- _PASSAGE GIVEN_
BRIEF DESCRIPTION OF DRAWINGS
[0012] For a more complete understanding of the exemplary
embodiments of the present invention and the advantages thereof,
reference is now made to the following description in conjunction
with the accompanying drawings in which:
[0013] FIG. 1 is a side view of an exemplary mobile repair unit
with its derrick extended according to one exemplary embodiment of
the present invention;
[0014] FIG. 2 is a side view of the exemplary mobile repair unit
with its derrick retracted according to one exemplary embodiment of
the present invention;
[0015] FIG. 3 is an electrical schematic of a monitor circuit
according to one exemplary embodiment of the present invention;
[0016] FIG. 4 is an exemplary end view of an imbalanced derrick
according to one exemplary embodiment of the present invention;
[0017] FIG. 5 illustrates the raising and lowering of an inner
tubing string with an exemplary mobile repair unit according to one
exemplary embodiment of the present invention;
[0018] FIG. 6 illustrates one embodiment of an activity capture
methodology outlined in tabular form according to one exemplary
embodiment of the present invention;
[0019] FIG. 7 provides a frontal view of an exemplary operator
interface according to one exemplary embodiment of the present
invention;
[0020] FIG. 8 is a flowchart of an exemplary process for
identifying a rig load or hookload over limit event according to
one exemplary embodiment of the present invention;
[0021] FIG. 9 is an exemplary display of a rig load data chart for
determining rig load and/or hookload on a mobile repair unit
according to one exemplary embodiment of the present invention;
[0022] FIG. 10 is a flowchart of an exemplary process for
determining the average rig load and/or hookload of a tubing string
based on an evaluation of the rig load data chart according to one
exemplary embodiment of the present invention;
[0023] FIG. 11 is an exemplary display of a portion of the rig load
data chart for a single pull of tubing used to determine the
average rig load and/or hookload of the tubing string in accordance
with the exemplary embodiment of FIG. 10.
[0024] FIG. 12 is a flowchart of an exemplary process for
determining the rig load and/or hookload limit based on an
evaluation of the rig load data chart according to one exemplary
embodiment of the present invention;
[0025] FIG. 13 is an exemplary display of the rig load data chart
incorporating the average hookload and hookload limit in accordance
with one exemplary embodiment of the present invention;
[0026] FIG. 14 is a flowchart of an exemplary process for limiting
block speed during tubing removal by evaluating the exemplary rig
load data charts according to one exemplary embodiment of the
present invention; and
[0027] FIG. 15 is a flowchart of an exemplary process for
preventing the pull of a stand of tubing before the tubing has been
disengaged from the remaining tubing in the wellbore according to
one exemplary embodiment of the present invention.

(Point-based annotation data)
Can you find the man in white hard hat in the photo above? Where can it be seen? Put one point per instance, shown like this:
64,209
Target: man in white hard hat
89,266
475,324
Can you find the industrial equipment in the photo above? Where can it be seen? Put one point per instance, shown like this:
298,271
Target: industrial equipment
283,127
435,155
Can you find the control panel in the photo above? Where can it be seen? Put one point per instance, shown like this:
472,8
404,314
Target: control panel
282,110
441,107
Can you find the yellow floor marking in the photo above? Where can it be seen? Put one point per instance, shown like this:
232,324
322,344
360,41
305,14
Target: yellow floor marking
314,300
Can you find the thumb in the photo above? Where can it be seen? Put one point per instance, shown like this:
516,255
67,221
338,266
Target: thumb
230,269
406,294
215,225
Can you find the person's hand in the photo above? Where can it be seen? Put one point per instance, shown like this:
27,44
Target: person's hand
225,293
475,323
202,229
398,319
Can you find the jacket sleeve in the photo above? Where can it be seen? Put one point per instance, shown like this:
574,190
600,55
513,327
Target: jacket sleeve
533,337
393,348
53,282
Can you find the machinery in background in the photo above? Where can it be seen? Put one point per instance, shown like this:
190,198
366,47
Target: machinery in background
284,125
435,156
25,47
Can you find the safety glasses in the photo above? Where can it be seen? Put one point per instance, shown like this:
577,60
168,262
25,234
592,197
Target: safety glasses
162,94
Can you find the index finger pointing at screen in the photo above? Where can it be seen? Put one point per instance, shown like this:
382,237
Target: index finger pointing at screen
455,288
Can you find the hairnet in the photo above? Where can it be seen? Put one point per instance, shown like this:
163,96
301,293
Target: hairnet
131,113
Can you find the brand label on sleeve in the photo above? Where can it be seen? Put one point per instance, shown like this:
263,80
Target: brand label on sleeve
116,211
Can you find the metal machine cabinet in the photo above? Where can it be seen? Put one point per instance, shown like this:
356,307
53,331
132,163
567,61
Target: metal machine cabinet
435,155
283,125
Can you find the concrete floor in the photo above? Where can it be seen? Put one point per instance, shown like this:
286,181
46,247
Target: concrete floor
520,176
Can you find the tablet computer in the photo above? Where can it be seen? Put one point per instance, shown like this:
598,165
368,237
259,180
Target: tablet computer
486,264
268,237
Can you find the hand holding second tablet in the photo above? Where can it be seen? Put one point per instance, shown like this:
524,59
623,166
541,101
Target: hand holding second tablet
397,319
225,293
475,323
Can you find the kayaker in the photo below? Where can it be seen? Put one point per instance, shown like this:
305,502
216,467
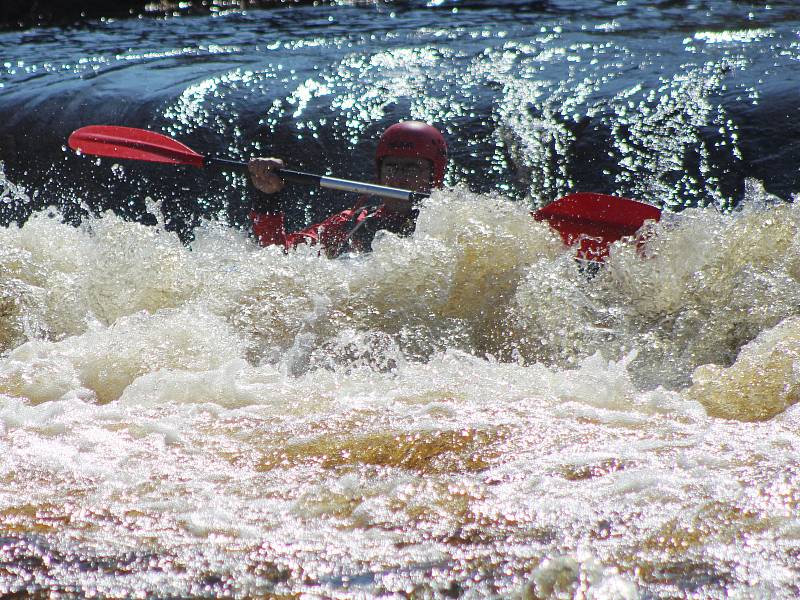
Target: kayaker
411,155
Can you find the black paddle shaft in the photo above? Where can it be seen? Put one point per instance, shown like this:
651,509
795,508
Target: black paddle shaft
324,181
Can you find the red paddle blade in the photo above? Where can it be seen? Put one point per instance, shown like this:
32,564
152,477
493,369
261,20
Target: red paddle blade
594,221
133,144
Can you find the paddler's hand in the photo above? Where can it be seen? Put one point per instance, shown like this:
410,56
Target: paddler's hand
262,173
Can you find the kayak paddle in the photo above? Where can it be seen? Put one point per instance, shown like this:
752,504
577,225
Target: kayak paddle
141,144
591,220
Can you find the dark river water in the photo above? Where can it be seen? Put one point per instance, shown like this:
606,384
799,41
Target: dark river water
458,413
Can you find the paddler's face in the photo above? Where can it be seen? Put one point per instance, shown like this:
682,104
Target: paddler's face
406,173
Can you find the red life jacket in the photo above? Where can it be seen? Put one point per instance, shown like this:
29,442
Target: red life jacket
339,232
332,233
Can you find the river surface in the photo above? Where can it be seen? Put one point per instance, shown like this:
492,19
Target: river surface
460,413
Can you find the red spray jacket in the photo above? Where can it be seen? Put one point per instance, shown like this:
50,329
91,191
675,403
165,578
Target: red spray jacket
351,229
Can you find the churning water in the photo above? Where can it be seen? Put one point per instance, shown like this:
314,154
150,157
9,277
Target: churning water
459,413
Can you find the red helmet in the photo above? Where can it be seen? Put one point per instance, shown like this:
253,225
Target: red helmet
415,139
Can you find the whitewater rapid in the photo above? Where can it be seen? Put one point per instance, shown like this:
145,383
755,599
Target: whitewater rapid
464,411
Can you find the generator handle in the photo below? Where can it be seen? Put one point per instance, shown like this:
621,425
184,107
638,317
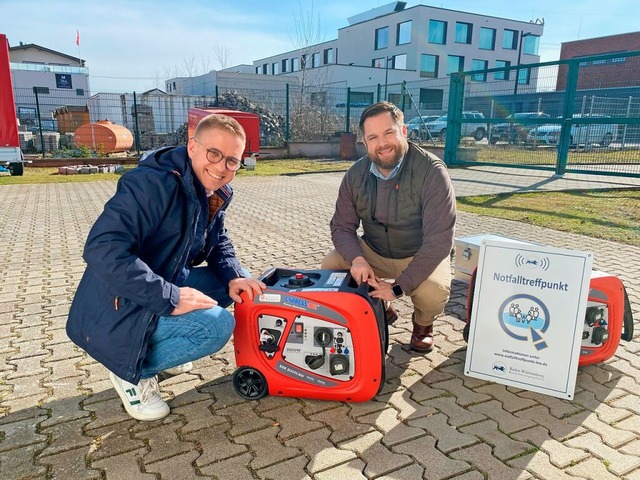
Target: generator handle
627,332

- _DIRECTION A_
According to the drawing descriptions, why is the reader referred to the description together with the accompanying drawings? Answer in one to three sentences.
- _DIRECTION B_
Transcribe the rows verbatim, starting at the line that contains "Can you find the paddler's face" and ending at the last line of the rows, both ends included. Leave out the pictures.
The drawing descriptions and the rows are unrelated materials.

- _CORRECT RESULT A_
The reader is referred to the description together with the accompanying drawings to gain a more complete understanding of the exemplary embodiments of the present invention and their advantages.

- _CORRECT RESULT B_
Can you find the paddler's face in the photo above? Where can it be seen? Put one point per instance, shown like this:
682,104
Target: paddler's face
406,173
Can you find the red life jacket in the photo above? Where can it be seen? Put one point per instance, shown like this:
29,442
Target: red life jacket
339,232
332,233
Can you find the river surface in the photo above? Where can it be seen? Put one point per instance, shown like this:
492,19
Target: river surface
460,413
Can you find the red spray jacket in the photo above? Where can it be seen? Put one point per instance, shown like this:
50,329
91,191
675,403
165,578
Target: red spray jacket
351,229
Can you find the churning water in the photo above? Where can it be seen? Put one point per instance, shown like this:
314,154
150,157
9,277
Target: churning water
459,413
Can you find the red helmet in the photo above? Where can it be seen? Put one point per instance, shown like this:
253,225
Target: red helmet
415,139
Can you find the whitewater rapid in the photo above? Where can it be seen? Put one point per instance, shown like this:
145,383
755,599
Target: whitewater rapid
464,411
Can you find the generator handle in the photo below? Where can it be seen? Put one point per instance, shown like this:
621,425
184,107
638,317
Target: generator handle
627,332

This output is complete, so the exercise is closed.